Your instructions:
In the records below, replace "marker" with "dot" wherever it occurs and write the lines out again with no other changes.

(Excerpts of pointing data)
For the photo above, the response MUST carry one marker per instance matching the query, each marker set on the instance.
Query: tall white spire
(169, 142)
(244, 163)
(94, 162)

Answer:
For the photo above, the response MUST carry one dot per instance matching the query, each dot set on the instance.
Query: tall white spire
(169, 142)
(244, 163)
(94, 162)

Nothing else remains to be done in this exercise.